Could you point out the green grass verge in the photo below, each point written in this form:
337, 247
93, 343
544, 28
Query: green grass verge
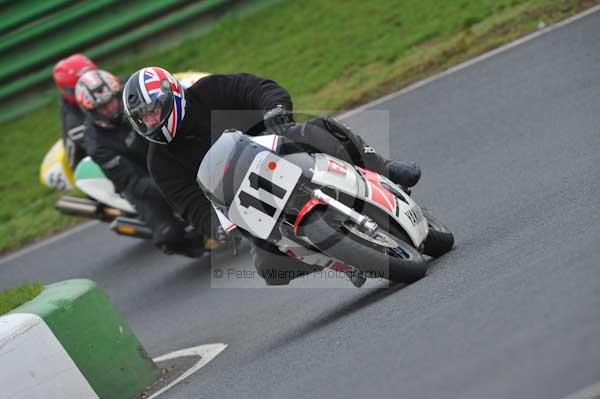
13, 298
330, 55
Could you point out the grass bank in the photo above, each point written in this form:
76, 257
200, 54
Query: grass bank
15, 297
330, 55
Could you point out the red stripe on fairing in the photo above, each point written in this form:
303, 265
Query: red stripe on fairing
293, 255
160, 73
377, 193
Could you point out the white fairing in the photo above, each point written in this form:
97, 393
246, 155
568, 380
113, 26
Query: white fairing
226, 223
103, 191
369, 186
256, 209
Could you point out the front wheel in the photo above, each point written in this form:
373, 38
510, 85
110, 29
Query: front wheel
380, 256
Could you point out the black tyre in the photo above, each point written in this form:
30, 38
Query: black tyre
440, 239
331, 233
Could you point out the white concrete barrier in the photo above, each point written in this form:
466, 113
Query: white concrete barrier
33, 364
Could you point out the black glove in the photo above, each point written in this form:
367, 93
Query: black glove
278, 120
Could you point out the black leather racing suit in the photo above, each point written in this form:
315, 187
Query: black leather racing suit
239, 101
73, 127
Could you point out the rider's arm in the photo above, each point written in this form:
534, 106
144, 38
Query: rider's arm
241, 91
176, 179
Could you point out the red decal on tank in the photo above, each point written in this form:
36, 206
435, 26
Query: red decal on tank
377, 193
336, 167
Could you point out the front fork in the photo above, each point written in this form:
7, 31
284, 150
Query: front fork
364, 223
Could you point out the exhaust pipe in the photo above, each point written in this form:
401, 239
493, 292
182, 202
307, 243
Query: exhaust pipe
131, 227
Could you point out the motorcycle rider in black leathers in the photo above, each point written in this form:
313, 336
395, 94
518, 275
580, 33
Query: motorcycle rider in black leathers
65, 74
182, 124
121, 154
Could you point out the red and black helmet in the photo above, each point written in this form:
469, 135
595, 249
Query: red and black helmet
67, 71
98, 94
154, 102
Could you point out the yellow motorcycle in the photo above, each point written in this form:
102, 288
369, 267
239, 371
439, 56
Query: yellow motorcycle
101, 201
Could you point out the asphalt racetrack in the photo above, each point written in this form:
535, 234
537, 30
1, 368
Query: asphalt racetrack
510, 152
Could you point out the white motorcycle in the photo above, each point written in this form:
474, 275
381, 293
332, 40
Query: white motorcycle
320, 209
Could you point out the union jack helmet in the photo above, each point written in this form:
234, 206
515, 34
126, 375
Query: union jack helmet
154, 103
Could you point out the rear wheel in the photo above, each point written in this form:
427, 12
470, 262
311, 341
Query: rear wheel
440, 239
382, 255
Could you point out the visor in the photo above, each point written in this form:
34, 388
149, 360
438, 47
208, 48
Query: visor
149, 118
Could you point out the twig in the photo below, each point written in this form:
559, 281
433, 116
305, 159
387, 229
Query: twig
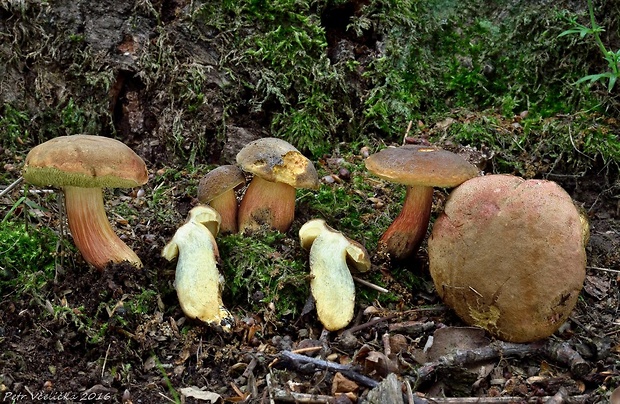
294, 397
497, 400
558, 398
558, 351
304, 363
407, 132
372, 322
11, 186
563, 353
370, 285
462, 357
604, 269
105, 360
269, 389
166, 397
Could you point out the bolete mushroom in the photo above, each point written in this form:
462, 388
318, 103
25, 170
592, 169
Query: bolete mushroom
420, 168
278, 168
82, 165
331, 283
217, 189
508, 255
197, 280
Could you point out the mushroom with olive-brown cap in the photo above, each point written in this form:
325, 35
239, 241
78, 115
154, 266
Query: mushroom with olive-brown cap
331, 283
217, 188
508, 255
420, 168
82, 165
278, 168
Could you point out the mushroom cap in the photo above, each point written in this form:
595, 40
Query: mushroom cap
219, 180
508, 255
331, 282
84, 161
276, 160
421, 165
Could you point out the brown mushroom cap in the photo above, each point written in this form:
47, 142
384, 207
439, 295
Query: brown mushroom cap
218, 181
508, 255
81, 165
84, 161
276, 160
420, 165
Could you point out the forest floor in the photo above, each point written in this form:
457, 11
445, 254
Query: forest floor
120, 336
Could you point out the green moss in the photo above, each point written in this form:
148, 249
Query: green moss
261, 269
28, 257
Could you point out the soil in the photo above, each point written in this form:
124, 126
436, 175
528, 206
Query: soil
145, 357
77, 340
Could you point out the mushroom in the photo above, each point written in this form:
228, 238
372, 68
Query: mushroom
278, 168
420, 168
197, 280
82, 165
508, 255
217, 188
331, 283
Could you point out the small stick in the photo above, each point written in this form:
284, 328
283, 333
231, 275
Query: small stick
407, 131
288, 359
604, 269
372, 322
294, 397
370, 285
269, 389
308, 349
558, 351
11, 186
563, 353
468, 356
497, 400
105, 360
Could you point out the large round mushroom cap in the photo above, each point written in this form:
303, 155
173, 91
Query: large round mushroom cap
276, 160
420, 165
84, 161
218, 181
508, 255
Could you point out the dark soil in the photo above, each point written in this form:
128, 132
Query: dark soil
120, 336
100, 349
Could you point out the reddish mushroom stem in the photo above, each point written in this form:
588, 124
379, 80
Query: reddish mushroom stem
91, 230
267, 203
226, 206
403, 237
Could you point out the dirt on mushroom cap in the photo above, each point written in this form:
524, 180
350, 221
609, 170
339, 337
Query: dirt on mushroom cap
276, 160
508, 255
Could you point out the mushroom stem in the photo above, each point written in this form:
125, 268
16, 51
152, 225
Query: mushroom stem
403, 237
91, 230
331, 282
197, 279
267, 203
226, 205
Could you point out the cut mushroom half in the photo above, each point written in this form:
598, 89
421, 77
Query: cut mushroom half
331, 284
198, 281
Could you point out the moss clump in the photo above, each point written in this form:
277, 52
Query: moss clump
28, 256
262, 269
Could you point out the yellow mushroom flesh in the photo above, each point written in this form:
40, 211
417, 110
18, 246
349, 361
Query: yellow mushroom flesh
198, 281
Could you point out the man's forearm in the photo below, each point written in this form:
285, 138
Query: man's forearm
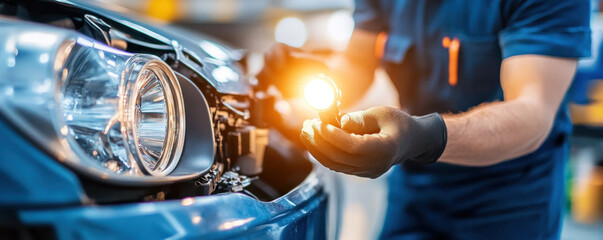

* **Stated exercise**: List every line in the records above that contains the string "half". Copy each such line in full.

* **Full answer**:
Could you point out the cut mushroom half in the photo above, each point written in this form:
Query: cut mushroom half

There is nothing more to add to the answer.